▶ _Study text_:

□ □ □ □ □ □ □

Film Review – The Platform
The Platform
The central allegory of the Spanish film, The Platform (201) is about as subtle as a punch to the face. It is a direct reference to the economic and social imbalance between the wealthy upper classes (that enjoy all the excesses of luxury) and the lower classes (that must scrape for the measly remains for themselves). This is a classic case of the “haves and have-nots.” If you think Parasite (2019) was obvious with its class warfare, this takes it to a whole different level. But maybe that’s what we need in times such as this, where ideology is expressed with the volume of a megaphone.
Galder Gaztelu-Urrutia makes his feature length debut as a director, managing a script by David Desola and Pedro Rivero. We immediately get a sense of the confidence of craftsmanship. The production design and art direction (Azegine Urigoitia) establishes an ingenious use of confined space. We’re brought into a prison unlike any we’ve seen before – a vertical tower encompassing hundreds of floors. Each floor holds two prisoners, and in the middle of each room is a large rectangular hole. Once a day, a platform containing a culinary feast magically descends from the top floor downwards, stopping at each level to allow the prisoners to eat before moving on.
The rules of the prison are established early. Prisoners are only allowed to eat whatever they can in two minutes – if they hide or store food their room will turn blisteringly hot of freezing cold until they get rid of what they have. Every thirty days, sleeping gas is let into the prison. When the prisoners awake, they will find themselves transported to a different level, sometimes with a different inmate. A prisoner may enjoy the comfort of eating whatever they want in the upper floors, only to be on the verge of starvation a month later.
This premise immediately demonstrates the evils of modern society. One could argue that if each prisoner rationed food based only on what they need to survive, enough food should last all the way to the bottom levels. Of course, that is not the case. Gaztelu-Urrutia’s film maintains that each member will act only in their best interest. The added element of switching levels each month also makes it difficult for prisoners to control what they take. If an inmate spends time on the brink of death at the bottom levels and then is brought all the way near the top, trying to convince them to ration their food would be near impossible. The bottom levels rarely see any type of nourishment and must rely on desperate measures to live. Given that this is classified as a sci-fi/horror film, you could imagine what those measures entail.

□ □ □ □ □ □ □

▶ _Dataset records_:
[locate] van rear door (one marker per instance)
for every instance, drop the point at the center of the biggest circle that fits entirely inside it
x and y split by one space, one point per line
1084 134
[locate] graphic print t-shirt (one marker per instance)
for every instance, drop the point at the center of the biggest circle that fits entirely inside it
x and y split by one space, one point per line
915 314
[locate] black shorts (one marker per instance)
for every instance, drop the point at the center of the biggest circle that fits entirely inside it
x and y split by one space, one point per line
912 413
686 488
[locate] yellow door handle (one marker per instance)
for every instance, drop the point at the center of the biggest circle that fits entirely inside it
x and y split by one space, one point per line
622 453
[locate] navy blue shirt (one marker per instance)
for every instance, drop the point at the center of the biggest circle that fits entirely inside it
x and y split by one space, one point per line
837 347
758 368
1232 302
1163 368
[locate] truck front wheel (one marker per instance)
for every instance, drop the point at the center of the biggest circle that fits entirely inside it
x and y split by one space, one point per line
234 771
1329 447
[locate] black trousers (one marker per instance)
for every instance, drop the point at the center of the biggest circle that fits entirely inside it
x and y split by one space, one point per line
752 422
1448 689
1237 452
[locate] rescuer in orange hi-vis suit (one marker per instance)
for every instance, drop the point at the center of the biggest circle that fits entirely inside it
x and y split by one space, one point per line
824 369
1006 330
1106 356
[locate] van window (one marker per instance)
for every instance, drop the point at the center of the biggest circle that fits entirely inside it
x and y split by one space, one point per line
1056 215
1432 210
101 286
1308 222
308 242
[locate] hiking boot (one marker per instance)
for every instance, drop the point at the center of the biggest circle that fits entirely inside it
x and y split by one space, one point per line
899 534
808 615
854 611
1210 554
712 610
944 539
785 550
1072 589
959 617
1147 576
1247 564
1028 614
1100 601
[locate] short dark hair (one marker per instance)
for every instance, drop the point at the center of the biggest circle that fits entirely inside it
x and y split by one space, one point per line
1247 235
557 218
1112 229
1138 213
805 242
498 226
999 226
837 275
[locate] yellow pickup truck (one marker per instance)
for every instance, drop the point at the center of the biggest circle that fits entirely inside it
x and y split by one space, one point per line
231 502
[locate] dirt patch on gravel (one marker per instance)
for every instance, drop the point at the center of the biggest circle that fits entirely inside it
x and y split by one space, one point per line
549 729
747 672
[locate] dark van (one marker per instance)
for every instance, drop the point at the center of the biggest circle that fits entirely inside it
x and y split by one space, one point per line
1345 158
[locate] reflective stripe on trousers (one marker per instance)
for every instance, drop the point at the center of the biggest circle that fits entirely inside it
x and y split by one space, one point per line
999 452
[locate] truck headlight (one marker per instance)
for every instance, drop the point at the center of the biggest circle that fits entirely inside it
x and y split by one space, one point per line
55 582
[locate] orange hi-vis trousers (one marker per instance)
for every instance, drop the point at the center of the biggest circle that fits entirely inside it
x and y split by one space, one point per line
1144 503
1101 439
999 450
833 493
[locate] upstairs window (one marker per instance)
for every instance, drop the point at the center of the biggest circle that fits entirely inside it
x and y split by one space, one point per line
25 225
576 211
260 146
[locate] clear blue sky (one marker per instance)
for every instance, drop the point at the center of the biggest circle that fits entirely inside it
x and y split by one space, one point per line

□ □ □ □ □ □ □

▶ _Problem description_:
Do these three statements agree with the review of The Platform above? Answer yes or no for each, quoting the deciding words of the review.
1. Each floor of the prison holds two prisoners.
2. Sleeping gas is let into the prison every seven days.
3. The director had already made several feature-length films before this one.

▶ _Response to the task_:
1. Yes: "Each floor holds two prisoners"
2. No: "Every thirty days, sleeping gas is let into the prison."
3. No: "Galder Gaztelu-Urrutia makes his feature length debut as a director"